**THE TASK:** First find the line with "# the even-odd rule decides holes" in the entries below, then set down exactly every line through the line with "Query: <item>label reading campy</item>", that line included.

**DATA UNDER STUDY:**
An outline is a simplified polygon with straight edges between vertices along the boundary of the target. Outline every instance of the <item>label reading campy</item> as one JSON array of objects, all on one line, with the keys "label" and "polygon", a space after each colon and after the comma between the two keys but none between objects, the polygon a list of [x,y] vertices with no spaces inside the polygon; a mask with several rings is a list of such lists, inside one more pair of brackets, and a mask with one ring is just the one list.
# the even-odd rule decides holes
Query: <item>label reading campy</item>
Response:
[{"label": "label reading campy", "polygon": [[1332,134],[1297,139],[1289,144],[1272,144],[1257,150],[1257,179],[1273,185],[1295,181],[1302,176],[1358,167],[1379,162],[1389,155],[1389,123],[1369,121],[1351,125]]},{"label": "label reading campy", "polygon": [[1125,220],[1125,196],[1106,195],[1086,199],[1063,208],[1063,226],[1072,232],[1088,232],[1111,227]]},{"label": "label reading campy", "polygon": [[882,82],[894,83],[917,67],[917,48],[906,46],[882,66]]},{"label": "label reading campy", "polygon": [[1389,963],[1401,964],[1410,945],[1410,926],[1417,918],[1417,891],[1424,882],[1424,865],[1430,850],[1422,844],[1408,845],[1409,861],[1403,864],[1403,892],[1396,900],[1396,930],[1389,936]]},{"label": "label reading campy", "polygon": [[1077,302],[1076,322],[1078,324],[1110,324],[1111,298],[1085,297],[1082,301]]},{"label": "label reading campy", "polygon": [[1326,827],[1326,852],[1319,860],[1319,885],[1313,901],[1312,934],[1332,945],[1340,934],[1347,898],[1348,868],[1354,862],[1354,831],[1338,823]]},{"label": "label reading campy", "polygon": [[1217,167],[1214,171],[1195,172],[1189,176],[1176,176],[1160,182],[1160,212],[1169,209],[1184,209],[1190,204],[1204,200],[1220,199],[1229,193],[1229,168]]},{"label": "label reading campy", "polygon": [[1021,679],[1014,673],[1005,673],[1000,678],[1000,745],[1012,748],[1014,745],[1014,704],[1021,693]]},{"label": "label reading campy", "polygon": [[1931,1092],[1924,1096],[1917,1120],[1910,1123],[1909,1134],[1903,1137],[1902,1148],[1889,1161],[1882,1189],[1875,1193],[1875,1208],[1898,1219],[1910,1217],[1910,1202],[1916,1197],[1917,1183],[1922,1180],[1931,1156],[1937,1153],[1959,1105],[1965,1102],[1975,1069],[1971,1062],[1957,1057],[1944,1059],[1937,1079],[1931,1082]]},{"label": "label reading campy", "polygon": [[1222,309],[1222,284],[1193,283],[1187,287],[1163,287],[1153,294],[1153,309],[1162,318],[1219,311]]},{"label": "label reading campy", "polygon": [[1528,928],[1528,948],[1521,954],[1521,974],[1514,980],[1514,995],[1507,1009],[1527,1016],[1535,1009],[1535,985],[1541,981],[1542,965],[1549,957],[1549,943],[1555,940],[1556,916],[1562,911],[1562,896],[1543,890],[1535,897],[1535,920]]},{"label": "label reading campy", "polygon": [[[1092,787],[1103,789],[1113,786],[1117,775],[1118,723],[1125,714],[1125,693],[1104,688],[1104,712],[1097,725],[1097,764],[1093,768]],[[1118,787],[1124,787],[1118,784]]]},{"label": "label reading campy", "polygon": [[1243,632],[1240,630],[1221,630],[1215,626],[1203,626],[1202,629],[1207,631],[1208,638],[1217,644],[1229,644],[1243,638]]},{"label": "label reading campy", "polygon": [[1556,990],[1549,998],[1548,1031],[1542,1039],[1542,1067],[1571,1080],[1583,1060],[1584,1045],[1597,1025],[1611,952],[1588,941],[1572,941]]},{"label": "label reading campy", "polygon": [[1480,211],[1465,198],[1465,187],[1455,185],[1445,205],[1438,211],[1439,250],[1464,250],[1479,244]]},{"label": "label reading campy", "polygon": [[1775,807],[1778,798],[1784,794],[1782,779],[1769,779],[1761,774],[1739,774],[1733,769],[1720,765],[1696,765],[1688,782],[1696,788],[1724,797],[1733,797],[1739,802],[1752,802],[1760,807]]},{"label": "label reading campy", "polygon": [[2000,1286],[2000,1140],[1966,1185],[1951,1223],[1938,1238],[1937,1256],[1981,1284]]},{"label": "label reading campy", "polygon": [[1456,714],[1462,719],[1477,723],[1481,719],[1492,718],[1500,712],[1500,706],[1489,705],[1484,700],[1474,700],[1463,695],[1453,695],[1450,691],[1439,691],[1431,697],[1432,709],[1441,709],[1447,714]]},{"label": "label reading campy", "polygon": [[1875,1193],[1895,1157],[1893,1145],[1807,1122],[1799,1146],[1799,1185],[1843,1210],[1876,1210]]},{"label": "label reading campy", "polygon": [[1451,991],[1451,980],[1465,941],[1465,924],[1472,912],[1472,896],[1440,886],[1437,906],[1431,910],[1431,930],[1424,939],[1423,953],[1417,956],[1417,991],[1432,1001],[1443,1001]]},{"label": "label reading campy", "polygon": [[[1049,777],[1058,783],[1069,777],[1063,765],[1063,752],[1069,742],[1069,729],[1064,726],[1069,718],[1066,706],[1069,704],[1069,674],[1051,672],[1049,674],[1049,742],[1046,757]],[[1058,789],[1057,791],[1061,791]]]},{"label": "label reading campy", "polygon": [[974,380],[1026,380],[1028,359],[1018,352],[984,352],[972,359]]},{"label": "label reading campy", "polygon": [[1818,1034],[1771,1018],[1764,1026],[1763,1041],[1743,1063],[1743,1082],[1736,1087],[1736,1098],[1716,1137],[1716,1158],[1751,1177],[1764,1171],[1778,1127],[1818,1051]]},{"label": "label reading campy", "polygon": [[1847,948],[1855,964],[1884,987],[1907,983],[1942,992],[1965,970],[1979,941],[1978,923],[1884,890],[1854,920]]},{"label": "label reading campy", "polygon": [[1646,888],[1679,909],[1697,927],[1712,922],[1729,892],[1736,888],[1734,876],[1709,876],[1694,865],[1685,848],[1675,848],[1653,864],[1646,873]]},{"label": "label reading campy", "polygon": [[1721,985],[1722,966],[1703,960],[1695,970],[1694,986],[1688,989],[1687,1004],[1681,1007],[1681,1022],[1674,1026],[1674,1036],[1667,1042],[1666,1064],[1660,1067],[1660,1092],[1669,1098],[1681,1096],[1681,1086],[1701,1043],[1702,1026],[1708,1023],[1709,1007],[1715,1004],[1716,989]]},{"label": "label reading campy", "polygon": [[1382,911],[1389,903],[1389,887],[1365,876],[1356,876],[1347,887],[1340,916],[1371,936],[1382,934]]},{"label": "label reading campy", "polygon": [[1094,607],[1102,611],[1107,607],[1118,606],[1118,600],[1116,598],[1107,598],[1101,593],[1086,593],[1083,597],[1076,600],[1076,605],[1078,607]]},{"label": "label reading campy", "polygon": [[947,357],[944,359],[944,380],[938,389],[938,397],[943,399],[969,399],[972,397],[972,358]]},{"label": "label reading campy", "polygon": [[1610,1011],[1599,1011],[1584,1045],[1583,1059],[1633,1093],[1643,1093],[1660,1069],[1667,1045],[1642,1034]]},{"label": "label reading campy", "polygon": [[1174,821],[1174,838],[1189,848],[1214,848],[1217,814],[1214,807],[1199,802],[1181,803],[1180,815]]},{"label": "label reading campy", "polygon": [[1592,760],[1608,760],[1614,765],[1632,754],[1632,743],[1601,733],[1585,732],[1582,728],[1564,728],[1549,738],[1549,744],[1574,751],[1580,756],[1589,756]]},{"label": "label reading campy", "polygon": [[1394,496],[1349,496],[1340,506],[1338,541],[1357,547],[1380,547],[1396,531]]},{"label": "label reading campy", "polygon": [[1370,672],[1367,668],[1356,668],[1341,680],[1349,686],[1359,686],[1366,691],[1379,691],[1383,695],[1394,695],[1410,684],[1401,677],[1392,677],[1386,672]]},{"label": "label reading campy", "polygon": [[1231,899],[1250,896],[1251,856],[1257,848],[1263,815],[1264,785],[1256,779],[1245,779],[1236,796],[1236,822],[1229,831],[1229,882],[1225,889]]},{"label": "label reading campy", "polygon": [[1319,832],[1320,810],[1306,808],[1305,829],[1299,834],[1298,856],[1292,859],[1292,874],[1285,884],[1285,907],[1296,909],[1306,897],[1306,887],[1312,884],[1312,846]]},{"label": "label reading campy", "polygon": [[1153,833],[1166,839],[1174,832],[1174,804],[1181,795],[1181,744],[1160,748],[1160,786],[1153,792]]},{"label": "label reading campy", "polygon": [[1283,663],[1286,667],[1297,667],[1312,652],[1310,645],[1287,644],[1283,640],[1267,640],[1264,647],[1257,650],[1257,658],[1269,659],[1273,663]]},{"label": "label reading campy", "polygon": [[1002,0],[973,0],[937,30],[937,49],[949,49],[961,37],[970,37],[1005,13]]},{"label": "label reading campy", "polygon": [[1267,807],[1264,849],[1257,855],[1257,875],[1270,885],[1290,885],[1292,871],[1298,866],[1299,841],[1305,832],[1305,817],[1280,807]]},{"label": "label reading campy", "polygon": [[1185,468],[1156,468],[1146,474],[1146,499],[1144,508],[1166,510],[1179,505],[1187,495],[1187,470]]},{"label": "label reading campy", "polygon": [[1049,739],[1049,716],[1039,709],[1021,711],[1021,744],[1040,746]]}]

**COMPLETED EXERCISE:**
# the even-odd rule decides holes
Query: <item>label reading campy</item>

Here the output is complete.